Officials Forum: Politics, Religion and Our Moral Obligation
U.S. Rep. Charles B. RangelThe Honorable Charles B. Rangel is serving his 22nd term as the Representative from the 13th Congressional District, which stretches from upper Manhattan to northwest Bronx. A founding member of the Congressional Black Caucus, he made history as the first African American member of Congress to lead the powerful House Ways and Means Committee. He is a member of the Joint Committee on Taxation.
All humans, regardless of religious beliefs, must live by the same Golden Rule: Treat others as you yourself would like to be treated. From the President of the United States to everyday Americans, we strive to uphold this belief as we face the challenges of our time to ensure a better future for our great nation.
During these past recent months religion has been at the center of the political conversation in the Republican 2012 primary and on Capitol Hill. The GOP candidates have been thumping across the country jousting for the title of most religiously conservative. In Washington, my Republican Colleagues have attempted to use religion as another weapon in their assault on President Obama’s legislative agenda. Some have gone as far as to accuse the President of being at war against religion.
In my over 40 years in office I have never seen such heightened partisanship and blatant disrespect for the Office of the Presidency that exist today. Republicans have recently attacked the President’s decision not to exempt all religious employers from a federal requirement that healthcare plans cover contraception services as part of the Affordable Care Act. They are calling it an “attack on religious freedom.” However such actions by the President are strictly based on protecting Americans’ right to protect their personal health without regards to or infringement upon anyone’s personal beliefs. We can look to the First Amendment of our Constitution which states “Congress shall make no law respecting an establishment of religion, or prohibiting the free exercise thereof.”
Despite separation of Church and State, we cannot deny the fundamental role religion has had on the course of our nation’s history through the beliefs of our citizens and elected officials. As a nation founded on the principle of religious freedom we must remain true to the underlying tenets of all faiths: compassion, caring for our most vulnerable and how we treat thy neighbor. In Matthew, the Bible reminds us that we will be judged by our response to the “least among us.” The Qur’an tells us that we cannot truly be righteous unless we “give [freely] of that which you love; and whatever you give, Allah knows it well.” These same teachings can be found in the words enshrined for eternity on the Statue of Liberty, “Give me your tired, your poor, Your huddled masses yearning to breathe free,” that have introduced the world to our great nation for over a century.
How we care for others – especially the lesser among us – has always been true in both our religious and national principles. America’s morality towards her own has in the past been one of our greatest traits that made us the ‘city upon the hill’; but as we now face social, economic and political adversity, that image has been fading.
As we rebuild our economy and address the national debt, we must not forget our moral obligation as Members of Congress, God-fearing or not. The 15% of Americans living in poverty need our compassion and rely on programs such as Medicaid. Our seniors call for compassion as many rely on Medicare and Social Security to live with dignity. The hard working middle-class also looks for compassion in doing what is right; they want jobs, equal opportunity to succeed, and to live in a country where everyone pays his or her fair share.
If we are to bring our religion with us onto the floor of Congress, or within the columns of the White House, let us carry it in our hearts and not in our back pockets to be used as a political wedge.

Assigned task 1 :: In the piece on politics, religion and moral obligation, which House committee did Charles B. Rangel lead as the first African American member of Congress to do so?
Assigned task 2 :: Update the piece on politics, religion and moral obligation between "As we rebuild" and "a political wedge.", inclusive, swapping "political wedge" for "partisan weapon".
The records that follow come from a separate source.

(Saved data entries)
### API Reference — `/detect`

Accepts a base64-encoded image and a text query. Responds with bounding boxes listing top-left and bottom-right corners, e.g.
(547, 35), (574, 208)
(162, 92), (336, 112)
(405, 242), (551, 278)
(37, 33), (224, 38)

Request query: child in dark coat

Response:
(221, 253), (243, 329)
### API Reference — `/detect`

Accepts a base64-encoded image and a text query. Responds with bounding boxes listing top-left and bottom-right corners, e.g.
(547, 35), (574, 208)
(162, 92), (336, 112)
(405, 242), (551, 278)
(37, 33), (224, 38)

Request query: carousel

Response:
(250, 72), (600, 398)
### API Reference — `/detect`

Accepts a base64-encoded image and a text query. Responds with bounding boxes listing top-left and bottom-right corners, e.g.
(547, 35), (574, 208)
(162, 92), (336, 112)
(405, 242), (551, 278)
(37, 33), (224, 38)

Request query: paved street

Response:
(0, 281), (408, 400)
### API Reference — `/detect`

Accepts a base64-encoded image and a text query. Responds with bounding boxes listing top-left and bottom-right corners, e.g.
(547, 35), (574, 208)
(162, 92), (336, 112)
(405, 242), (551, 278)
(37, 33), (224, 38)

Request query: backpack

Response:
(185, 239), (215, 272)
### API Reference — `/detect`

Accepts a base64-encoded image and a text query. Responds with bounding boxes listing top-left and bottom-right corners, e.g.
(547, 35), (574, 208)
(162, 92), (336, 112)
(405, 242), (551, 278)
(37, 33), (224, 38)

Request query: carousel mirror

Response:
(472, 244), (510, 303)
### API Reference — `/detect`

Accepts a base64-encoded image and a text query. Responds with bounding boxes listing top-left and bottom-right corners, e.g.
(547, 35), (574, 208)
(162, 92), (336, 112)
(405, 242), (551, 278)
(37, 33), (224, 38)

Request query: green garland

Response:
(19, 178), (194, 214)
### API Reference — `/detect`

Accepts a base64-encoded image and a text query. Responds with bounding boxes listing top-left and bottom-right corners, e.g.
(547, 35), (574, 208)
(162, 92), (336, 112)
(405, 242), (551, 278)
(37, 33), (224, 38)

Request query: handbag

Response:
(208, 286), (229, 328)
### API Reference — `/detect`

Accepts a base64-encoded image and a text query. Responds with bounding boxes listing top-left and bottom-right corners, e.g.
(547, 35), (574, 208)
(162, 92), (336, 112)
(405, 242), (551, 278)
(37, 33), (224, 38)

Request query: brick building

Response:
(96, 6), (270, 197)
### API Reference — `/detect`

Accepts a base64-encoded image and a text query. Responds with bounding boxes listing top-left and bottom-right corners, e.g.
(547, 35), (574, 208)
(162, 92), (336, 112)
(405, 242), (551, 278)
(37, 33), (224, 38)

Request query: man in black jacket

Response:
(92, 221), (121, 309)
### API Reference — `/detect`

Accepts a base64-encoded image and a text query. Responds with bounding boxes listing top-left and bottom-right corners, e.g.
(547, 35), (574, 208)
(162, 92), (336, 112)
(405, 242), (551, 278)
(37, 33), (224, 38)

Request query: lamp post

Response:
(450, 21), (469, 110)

Result 1 :: The House Ways and Means Committee.

Result 2 ::
As we rebuild our economy and address the national debt, we must not forget our moral obligation as Members of Congress, God-fearing or not. The 15% of Americans living in poverty need our compassion and rely on programs such as Medicaid. Our seniors call for compassion as many rely on Medicare and Social Security to live with dignity. The hard working middle-class also looks for compassion in doing what is right; they want jobs, equal opportunity to succeed, and to live in a country where everyone pays his or her fair share.
If we are to bring our religion with us onto the floor of Congress, or within the columns of the White House, let us carry it in our hearts and not in our back pockets to be used as a partisan weapon.